### What to produce
Rewrite the listing from its start through the line containing "22L187 18L183 21L176", inclusive, replacing "rough mask" with "coarse mask" and keeping all other text unchanged.

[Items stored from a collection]
========================================

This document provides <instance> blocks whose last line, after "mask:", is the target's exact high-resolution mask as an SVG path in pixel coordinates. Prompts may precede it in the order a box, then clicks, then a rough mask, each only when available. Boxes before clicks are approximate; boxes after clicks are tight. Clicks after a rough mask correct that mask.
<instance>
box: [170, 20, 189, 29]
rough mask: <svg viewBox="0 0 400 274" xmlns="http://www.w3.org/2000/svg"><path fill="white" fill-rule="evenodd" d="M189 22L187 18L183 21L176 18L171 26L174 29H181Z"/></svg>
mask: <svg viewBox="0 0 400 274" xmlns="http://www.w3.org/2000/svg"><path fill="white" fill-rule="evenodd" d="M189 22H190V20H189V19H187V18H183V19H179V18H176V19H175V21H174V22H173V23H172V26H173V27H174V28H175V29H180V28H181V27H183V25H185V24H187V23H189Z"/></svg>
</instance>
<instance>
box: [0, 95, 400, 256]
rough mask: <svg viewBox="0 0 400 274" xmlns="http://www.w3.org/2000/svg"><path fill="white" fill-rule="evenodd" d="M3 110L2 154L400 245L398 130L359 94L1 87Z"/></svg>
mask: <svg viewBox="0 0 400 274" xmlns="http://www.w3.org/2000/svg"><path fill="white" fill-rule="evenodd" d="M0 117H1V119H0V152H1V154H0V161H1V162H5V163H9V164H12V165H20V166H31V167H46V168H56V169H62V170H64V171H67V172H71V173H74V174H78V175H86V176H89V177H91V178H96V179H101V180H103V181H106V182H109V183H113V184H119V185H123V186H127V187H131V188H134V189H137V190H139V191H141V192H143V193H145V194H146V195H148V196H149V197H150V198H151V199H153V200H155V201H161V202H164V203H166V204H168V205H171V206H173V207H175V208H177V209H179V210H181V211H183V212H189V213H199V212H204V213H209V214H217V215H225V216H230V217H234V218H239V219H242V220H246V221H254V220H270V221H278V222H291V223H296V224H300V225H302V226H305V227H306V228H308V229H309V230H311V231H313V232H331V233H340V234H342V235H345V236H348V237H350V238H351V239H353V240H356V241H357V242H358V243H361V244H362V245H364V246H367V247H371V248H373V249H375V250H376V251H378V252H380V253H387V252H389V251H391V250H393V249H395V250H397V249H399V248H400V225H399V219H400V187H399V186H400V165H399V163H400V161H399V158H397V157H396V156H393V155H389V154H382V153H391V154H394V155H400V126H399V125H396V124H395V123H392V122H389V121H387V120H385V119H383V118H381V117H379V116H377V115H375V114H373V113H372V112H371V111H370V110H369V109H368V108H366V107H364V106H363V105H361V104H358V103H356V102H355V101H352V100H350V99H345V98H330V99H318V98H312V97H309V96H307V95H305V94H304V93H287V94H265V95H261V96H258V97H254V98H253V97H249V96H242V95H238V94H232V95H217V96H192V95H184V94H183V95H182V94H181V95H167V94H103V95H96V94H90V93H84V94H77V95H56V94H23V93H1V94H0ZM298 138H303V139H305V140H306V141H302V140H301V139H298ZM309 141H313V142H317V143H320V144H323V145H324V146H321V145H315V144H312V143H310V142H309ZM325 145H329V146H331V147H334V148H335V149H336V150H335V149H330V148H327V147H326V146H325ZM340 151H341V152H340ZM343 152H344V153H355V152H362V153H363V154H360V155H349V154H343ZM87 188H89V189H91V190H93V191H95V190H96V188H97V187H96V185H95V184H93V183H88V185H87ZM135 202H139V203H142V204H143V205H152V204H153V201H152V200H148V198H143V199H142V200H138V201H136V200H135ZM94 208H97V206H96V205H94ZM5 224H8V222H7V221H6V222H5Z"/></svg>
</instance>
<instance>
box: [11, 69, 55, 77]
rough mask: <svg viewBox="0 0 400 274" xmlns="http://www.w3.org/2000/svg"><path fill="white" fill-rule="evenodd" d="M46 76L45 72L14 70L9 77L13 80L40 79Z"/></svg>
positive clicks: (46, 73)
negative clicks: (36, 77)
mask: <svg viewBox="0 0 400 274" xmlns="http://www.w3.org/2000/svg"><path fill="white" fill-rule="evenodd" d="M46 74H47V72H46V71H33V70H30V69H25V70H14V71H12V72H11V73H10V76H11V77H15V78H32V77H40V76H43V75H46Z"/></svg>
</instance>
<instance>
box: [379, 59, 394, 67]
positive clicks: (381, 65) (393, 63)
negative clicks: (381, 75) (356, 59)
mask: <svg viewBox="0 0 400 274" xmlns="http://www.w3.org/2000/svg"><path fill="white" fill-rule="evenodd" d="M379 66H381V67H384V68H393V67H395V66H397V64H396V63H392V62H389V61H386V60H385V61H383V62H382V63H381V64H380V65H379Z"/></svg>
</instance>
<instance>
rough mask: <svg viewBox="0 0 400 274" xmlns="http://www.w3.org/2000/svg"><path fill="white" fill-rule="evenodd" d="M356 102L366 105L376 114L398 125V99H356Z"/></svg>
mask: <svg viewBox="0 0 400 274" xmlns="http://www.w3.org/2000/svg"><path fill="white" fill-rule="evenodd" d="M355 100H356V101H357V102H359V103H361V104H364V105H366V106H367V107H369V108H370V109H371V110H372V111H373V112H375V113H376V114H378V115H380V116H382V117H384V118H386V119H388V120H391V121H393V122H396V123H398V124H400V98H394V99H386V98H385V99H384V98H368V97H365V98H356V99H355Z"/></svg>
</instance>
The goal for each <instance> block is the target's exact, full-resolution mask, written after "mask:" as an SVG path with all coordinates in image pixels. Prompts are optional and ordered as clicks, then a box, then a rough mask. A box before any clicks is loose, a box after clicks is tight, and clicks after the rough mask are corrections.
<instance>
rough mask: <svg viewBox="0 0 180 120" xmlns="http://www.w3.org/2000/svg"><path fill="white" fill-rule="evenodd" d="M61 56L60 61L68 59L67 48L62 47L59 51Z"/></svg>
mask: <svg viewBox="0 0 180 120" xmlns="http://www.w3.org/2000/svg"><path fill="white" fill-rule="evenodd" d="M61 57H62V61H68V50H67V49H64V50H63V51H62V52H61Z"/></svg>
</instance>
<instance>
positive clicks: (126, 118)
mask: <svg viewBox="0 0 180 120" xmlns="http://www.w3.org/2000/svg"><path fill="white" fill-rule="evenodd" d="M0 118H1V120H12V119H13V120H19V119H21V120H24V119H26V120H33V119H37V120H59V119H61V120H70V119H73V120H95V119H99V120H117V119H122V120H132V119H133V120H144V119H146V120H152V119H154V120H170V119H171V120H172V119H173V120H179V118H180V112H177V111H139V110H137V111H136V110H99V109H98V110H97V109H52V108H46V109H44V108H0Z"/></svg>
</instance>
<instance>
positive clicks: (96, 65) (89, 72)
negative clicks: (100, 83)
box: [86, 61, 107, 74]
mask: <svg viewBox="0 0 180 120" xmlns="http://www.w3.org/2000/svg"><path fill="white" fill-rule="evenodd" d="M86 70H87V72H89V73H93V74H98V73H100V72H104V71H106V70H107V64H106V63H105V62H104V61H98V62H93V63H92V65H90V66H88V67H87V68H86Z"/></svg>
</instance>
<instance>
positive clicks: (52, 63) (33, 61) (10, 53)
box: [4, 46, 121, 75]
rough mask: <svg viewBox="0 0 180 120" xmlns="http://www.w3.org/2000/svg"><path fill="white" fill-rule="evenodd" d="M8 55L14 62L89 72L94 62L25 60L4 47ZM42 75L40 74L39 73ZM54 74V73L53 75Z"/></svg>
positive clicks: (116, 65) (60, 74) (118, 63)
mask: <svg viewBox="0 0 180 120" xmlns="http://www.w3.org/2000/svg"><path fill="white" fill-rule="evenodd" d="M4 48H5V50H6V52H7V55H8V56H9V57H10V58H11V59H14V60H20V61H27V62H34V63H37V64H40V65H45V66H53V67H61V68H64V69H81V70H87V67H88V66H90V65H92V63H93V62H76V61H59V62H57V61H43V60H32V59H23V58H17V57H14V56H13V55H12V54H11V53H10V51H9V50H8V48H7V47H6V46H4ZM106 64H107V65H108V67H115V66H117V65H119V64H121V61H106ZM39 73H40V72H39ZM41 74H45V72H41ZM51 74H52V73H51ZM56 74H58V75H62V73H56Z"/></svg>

========================================

### Response area
This document provides <instance> blocks whose last line, after "mask:", is the target's exact high-resolution mask as an SVG path in pixel coordinates. Prompts may precede it in the order a box, then clicks, then a coarse mask, each only when available. Boxes before clicks are approximate; boxes after clicks are tight. Clicks after a coarse mask correct that mask.
<instance>
box: [170, 20, 189, 29]
coarse mask: <svg viewBox="0 0 400 274" xmlns="http://www.w3.org/2000/svg"><path fill="white" fill-rule="evenodd" d="M189 22L187 18L183 21L176 18L171 26L174 29H181Z"/></svg>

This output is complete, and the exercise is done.